**Challenge A**.
According to the passage on state poverty data, what years does the poverty dataset cover?

**Supplied passage**.
The financial status of populations within each state may also have an influence on the number of school shootings that took place each year. Thus, to account for this, we include the poverty prevalence rate for each state over the study period measure by thee percent of the population living below the poverty line. The dataset was obtained from __________________. The dataset contains poverty rate and 90% confidence interval of poverty rate for each state from the year 2007 to 2018.

# read in poverty data

pov=read.csv("census_poverty_data.csv",stringsAsFactors = FALSE)
pov=filter(pov,State!="      United States"&State!="     United States"& State!="District of Columbia"&State!="United States")

names(pov)[1:2]<-c("state","poverty")
names(pov)[4]<-"year"

**Data supplied**.
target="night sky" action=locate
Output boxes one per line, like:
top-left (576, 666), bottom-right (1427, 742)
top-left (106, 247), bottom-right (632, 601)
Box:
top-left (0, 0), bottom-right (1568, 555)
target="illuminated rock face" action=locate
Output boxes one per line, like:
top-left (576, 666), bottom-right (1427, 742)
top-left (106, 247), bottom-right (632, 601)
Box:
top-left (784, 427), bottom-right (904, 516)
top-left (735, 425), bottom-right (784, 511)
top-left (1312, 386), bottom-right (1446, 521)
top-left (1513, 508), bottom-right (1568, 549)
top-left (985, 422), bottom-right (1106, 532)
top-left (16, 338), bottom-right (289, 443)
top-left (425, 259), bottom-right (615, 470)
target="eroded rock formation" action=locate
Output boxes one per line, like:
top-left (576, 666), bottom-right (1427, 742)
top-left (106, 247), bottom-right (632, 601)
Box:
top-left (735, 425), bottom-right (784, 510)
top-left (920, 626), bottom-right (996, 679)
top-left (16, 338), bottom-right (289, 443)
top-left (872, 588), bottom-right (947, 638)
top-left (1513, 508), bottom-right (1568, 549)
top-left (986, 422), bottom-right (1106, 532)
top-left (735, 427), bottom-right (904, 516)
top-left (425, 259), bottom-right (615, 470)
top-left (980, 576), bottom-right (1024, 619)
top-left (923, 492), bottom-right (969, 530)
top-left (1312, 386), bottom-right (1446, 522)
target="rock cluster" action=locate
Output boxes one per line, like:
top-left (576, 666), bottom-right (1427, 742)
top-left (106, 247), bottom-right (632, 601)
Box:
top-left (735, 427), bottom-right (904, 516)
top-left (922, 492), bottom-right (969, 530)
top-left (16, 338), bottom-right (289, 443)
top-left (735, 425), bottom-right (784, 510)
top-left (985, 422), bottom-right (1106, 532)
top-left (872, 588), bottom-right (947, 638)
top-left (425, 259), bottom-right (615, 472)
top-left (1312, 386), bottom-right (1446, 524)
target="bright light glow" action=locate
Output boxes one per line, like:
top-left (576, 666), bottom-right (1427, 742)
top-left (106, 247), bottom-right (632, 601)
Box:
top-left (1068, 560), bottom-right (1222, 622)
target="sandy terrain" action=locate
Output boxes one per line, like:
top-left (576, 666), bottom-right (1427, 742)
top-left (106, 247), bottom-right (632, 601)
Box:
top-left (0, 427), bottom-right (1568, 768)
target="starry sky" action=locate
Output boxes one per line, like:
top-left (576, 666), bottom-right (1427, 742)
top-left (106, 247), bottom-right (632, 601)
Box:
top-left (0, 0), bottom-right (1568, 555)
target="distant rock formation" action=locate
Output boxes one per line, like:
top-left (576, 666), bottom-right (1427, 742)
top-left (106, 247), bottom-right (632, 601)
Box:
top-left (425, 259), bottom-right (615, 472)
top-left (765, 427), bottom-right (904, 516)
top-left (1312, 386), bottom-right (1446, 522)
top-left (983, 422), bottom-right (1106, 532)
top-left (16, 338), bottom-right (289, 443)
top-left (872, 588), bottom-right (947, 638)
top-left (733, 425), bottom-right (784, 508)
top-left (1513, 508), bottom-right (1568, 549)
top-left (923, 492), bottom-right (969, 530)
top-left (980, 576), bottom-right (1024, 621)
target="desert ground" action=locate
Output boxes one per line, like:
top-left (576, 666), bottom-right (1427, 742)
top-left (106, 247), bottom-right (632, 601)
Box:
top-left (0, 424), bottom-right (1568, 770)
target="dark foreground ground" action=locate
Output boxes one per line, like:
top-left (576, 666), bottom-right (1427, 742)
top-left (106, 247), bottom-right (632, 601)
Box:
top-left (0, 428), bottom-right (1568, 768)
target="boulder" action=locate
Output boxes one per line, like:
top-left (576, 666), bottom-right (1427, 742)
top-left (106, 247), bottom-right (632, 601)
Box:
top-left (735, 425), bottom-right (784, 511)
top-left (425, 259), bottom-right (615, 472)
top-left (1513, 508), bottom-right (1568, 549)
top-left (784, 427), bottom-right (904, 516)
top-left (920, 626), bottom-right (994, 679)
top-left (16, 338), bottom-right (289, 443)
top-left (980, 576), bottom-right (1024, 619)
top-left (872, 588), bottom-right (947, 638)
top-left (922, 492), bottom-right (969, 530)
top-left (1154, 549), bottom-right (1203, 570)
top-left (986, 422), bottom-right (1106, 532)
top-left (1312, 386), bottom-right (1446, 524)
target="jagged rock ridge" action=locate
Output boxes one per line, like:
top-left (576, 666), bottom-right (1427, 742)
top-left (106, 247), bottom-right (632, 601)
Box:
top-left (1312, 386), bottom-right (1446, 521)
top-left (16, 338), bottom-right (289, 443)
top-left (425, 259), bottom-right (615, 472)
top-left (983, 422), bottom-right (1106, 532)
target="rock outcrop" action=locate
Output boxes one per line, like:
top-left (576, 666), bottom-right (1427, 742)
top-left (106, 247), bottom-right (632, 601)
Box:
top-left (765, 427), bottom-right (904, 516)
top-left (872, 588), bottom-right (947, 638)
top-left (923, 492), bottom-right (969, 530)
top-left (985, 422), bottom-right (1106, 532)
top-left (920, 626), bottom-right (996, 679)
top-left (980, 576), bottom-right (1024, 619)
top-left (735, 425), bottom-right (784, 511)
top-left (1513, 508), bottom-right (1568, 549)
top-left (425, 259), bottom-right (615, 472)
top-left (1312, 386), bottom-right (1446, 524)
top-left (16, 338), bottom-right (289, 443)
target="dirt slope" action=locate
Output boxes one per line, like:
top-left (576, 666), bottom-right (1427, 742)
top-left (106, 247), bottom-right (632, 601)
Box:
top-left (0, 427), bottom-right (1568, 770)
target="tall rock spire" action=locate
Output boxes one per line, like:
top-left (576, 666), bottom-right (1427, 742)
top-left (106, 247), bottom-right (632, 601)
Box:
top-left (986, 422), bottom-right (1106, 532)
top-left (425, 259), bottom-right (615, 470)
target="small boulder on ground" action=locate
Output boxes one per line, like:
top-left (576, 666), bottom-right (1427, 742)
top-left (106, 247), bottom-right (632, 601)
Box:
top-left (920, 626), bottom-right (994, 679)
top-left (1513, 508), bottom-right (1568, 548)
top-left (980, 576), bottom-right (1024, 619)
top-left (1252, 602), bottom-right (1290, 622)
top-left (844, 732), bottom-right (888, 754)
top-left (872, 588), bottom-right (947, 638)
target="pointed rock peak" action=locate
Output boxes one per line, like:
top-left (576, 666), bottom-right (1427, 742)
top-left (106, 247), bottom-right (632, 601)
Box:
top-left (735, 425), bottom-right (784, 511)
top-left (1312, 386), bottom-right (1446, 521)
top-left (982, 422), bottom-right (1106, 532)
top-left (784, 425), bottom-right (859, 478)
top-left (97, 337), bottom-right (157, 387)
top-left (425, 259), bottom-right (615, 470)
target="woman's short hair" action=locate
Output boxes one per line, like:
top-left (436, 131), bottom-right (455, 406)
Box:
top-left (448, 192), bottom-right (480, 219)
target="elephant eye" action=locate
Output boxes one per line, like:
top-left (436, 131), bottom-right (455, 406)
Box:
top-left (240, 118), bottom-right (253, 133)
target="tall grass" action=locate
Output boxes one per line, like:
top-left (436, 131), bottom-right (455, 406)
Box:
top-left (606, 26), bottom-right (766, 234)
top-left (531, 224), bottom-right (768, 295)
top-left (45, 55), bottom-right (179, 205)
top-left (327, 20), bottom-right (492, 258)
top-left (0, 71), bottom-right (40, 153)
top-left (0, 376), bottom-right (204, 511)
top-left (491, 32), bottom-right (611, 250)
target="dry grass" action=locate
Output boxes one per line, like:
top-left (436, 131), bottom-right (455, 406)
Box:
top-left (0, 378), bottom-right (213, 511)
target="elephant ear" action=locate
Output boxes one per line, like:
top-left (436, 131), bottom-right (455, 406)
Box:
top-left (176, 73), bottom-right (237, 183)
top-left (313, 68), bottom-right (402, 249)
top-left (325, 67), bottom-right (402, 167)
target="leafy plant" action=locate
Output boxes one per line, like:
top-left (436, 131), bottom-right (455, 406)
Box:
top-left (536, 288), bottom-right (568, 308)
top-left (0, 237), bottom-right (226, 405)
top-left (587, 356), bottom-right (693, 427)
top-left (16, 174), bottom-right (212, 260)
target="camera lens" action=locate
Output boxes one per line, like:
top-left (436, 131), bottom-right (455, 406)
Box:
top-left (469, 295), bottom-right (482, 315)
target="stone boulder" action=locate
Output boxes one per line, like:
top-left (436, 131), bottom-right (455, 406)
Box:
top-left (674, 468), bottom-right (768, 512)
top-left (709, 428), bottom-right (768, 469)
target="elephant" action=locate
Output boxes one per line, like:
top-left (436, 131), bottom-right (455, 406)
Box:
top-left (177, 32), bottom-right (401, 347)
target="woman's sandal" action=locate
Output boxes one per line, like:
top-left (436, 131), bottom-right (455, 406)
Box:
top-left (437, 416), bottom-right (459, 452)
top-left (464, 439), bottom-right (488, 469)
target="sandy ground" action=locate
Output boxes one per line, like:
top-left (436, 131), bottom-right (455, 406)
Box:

**Challenge B**.
Please count the lines in the rows above that contain the string "formation", with case counting, and give only the number.

**Worked solution A**.
From 2007 to 2018.

**Worked solution B**.
2